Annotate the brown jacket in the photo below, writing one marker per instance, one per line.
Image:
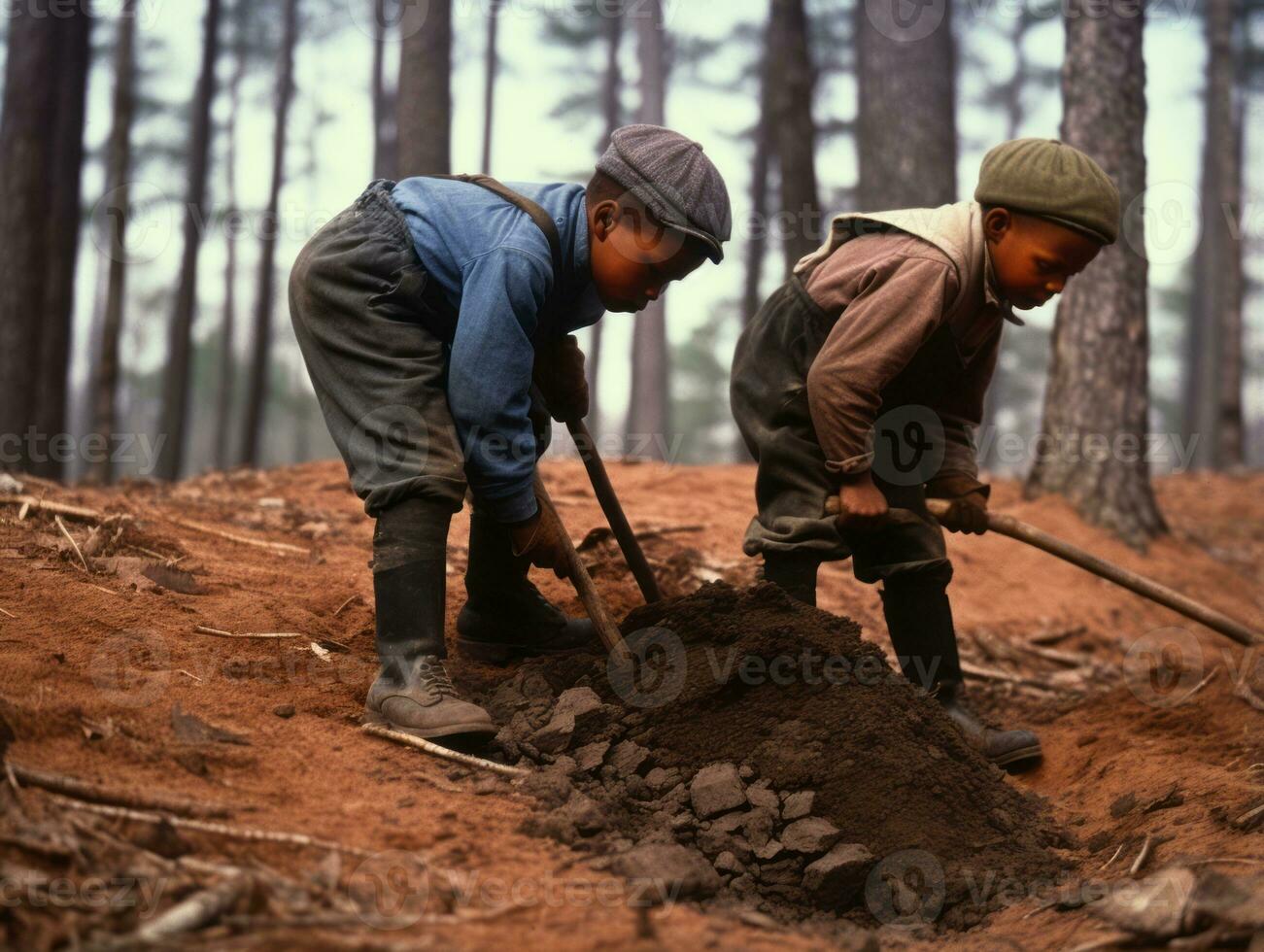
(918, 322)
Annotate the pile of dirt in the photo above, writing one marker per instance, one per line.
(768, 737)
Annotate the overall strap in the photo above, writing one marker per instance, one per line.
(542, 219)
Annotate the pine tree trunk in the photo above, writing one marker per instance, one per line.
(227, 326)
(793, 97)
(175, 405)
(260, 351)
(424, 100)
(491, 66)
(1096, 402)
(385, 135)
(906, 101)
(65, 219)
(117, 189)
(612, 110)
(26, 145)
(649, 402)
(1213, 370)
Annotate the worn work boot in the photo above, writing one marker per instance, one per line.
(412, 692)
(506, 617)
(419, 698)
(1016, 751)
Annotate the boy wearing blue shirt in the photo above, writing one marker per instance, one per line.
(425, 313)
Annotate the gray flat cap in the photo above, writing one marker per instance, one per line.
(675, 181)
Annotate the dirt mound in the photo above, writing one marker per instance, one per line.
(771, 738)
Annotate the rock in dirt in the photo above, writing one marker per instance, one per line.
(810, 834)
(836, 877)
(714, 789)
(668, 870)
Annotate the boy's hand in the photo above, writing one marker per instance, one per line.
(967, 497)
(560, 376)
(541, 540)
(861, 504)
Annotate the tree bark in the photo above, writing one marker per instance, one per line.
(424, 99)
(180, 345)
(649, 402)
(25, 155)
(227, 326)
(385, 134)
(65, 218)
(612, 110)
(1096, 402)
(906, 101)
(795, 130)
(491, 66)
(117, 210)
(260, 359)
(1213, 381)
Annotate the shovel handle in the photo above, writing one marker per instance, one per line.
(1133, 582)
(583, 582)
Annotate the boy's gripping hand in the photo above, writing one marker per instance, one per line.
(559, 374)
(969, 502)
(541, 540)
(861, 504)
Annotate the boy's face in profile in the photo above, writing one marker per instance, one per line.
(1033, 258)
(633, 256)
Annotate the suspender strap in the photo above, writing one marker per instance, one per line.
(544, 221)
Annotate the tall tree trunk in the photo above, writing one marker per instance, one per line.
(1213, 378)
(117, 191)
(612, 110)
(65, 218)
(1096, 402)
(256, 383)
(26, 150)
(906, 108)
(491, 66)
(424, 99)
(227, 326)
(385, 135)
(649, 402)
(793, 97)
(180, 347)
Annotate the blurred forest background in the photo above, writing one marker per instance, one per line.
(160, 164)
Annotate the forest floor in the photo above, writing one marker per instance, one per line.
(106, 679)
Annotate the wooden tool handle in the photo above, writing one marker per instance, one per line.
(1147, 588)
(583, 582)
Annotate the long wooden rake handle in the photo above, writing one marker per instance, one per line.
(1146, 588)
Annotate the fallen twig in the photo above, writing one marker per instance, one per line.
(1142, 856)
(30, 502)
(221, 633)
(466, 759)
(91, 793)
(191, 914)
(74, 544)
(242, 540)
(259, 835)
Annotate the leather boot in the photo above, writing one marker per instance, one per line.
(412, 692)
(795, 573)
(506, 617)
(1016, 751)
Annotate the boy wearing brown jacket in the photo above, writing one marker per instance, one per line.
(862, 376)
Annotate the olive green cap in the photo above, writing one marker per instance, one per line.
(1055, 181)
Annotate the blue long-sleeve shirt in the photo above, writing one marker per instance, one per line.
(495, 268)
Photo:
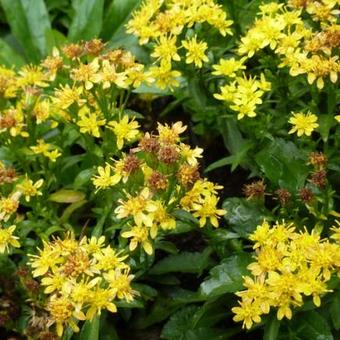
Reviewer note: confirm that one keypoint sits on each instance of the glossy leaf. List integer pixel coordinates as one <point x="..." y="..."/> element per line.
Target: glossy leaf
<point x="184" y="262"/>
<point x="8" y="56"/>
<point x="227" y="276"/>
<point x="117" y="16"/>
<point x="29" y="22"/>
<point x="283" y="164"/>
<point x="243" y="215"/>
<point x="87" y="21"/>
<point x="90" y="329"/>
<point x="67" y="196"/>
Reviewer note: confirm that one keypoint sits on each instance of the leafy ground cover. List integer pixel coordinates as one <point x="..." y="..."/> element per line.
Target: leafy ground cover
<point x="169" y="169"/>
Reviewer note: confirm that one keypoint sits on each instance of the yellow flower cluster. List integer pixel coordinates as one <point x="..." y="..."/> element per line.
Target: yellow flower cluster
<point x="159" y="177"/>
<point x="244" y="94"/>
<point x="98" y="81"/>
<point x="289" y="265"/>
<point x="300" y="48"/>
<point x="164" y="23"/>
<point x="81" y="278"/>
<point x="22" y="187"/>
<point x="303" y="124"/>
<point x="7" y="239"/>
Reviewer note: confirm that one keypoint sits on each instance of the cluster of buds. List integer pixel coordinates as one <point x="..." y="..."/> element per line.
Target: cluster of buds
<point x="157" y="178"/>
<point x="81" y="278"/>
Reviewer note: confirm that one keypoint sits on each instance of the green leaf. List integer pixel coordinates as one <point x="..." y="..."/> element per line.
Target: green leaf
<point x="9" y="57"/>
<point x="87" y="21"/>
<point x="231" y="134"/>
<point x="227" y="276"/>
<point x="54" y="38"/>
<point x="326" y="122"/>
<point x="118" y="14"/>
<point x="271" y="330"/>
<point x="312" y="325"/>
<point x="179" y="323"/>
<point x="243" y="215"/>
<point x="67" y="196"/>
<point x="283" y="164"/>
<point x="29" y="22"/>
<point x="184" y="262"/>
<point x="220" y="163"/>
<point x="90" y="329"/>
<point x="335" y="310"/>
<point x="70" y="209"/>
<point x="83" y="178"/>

________________

PROBLEM REQUIREMENTS –
Reproduce these lines with "worn work boot" changed to "muddy work boot" and everything else left unchanged, omitting the pictures.

OUTPUT BELOW –
Annotate the brown jacket in the photo below, writing one marker per instance, one per line.
Image:
(918, 322)
Annotate the pile of dirt in the photo above, writing one marker per instance, one per line.
(768, 737)
Annotate the overall strap in the photo above, writing one marker per instance, one per line.
(542, 219)
Annotate the pine tree trunk in the photo above, writing one marker per instance, one per line.
(227, 326)
(793, 97)
(175, 405)
(260, 351)
(424, 100)
(491, 66)
(1096, 402)
(385, 135)
(906, 101)
(65, 219)
(117, 189)
(612, 110)
(26, 145)
(649, 402)
(1213, 370)
Annotate the muddy work boot in the photo above, writing one marker per instance, one per line.
(412, 692)
(506, 617)
(419, 698)
(1016, 751)
Annotate the boy wearing blue shirt in the photo above, writing one marker per instance, one per line.
(425, 313)
Annotate the gray flat cap in the photo above, writing one marker per instance, one per line.
(675, 181)
Annotate the dirt mound in the photo above, writing one marker per instance, one per line.
(771, 738)
Annotate the rock in dirt in the photo above, writing one marker per instance, one per line.
(810, 834)
(836, 877)
(714, 789)
(668, 870)
Annotate the boy's hand in the photo above, writing one marker per instance, one per line.
(967, 497)
(560, 376)
(541, 540)
(861, 504)
Annotate the tree bark in the photo above, writing one marker per instance, one per line.
(424, 99)
(180, 345)
(649, 402)
(25, 155)
(227, 326)
(385, 134)
(65, 218)
(612, 110)
(1096, 402)
(906, 101)
(795, 130)
(491, 66)
(117, 210)
(260, 359)
(1213, 381)
Annotate the shovel handle in the photo above, writing one marker per instance, one per line.
(1133, 582)
(583, 582)
Annotate the boy's gripping hand in the photo above, writing one marker per instance, one per line.
(559, 374)
(969, 502)
(541, 540)
(861, 504)
Annotate the boy's face in profile in the photo above, writing one marker per instance, one per line.
(1033, 258)
(633, 256)
Annotate the suspender strap in the photo above, writing one marker per instance, one per line.
(544, 221)
Annotate the tall tree trunk in the photo above, writing one marker per instance, one per line.
(1213, 378)
(117, 191)
(612, 110)
(65, 218)
(1096, 402)
(256, 383)
(26, 150)
(906, 108)
(491, 66)
(424, 99)
(227, 326)
(385, 135)
(649, 402)
(793, 97)
(180, 347)
Annotate the blurred forest background in the photo above, writing one marker per instance, one per line.
(160, 164)
Annotate the forest floor in the photo above, writing one marker per instance, one per line.
(106, 679)
Annotate the wooden tool handle in the photo above, writing one marker per instance, one per line.
(1147, 588)
(583, 582)
Annotate the long wooden rake handle in the photo above, writing one marker per instance, one per line.
(1146, 588)
Annotate the fallen twig in the photo above, writing one marker per instance, one per line.
(1142, 856)
(30, 502)
(221, 633)
(466, 759)
(91, 793)
(191, 914)
(74, 544)
(242, 540)
(259, 835)
Annotate the leather boot in the photo above, writing one marker per instance, one per line.
(412, 692)
(795, 573)
(506, 617)
(1016, 751)
Annotate the boy wearing brown jacket in the photo above, writing one marker per instance, one per line.
(862, 376)
Annotate the olive green cap in the photo above, writing one marker per instance, one per line.
(1055, 181)
Annotate the blue long-sleeve shirt in the photo above, writing one marker per instance, one per line.
(495, 268)
Photo:
Reviewer note: confirm that one keypoint sits on each instance of the glossy leaf. List integer pixel coordinates as one <point x="..." y="..."/> element per line.
Target: glossy leaf
<point x="184" y="262"/>
<point x="8" y="56"/>
<point x="227" y="276"/>
<point x="117" y="16"/>
<point x="29" y="22"/>
<point x="283" y="164"/>
<point x="243" y="215"/>
<point x="87" y="21"/>
<point x="90" y="329"/>
<point x="67" y="196"/>
Reviewer note: confirm that one keypoint sits on each instance of the leafy ground cover. List integer pixel coordinates as one <point x="..." y="..."/> element per line.
Target: leafy ground cover
<point x="169" y="169"/>
Reviewer note: confirm that one keypoint sits on each instance of the yellow flower cluster. List integer pixel coordinates as one <point x="..." y="..."/> element per line.
Target: yellow flower cluster
<point x="159" y="177"/>
<point x="244" y="94"/>
<point x="98" y="81"/>
<point x="289" y="265"/>
<point x="300" y="48"/>
<point x="164" y="23"/>
<point x="81" y="278"/>
<point x="22" y="187"/>
<point x="303" y="124"/>
<point x="7" y="239"/>
Reviewer note: confirm that one keypoint sits on each instance of the cluster of buds. List integer pixel coordinates as one <point x="..." y="..."/> element per line.
Target: cluster of buds
<point x="157" y="178"/>
<point x="81" y="278"/>
Reviewer note: confirm that one keypoint sits on each instance of the green leaf. List integer pixel coordinates as one <point x="..." y="..."/> element per line.
Target: green leaf
<point x="9" y="57"/>
<point x="87" y="21"/>
<point x="231" y="134"/>
<point x="227" y="276"/>
<point x="54" y="38"/>
<point x="326" y="122"/>
<point x="118" y="14"/>
<point x="271" y="330"/>
<point x="312" y="325"/>
<point x="179" y="323"/>
<point x="243" y="215"/>
<point x="67" y="196"/>
<point x="283" y="164"/>
<point x="29" y="22"/>
<point x="184" y="262"/>
<point x="220" y="163"/>
<point x="90" y="329"/>
<point x="335" y="310"/>
<point x="70" y="209"/>
<point x="83" y="178"/>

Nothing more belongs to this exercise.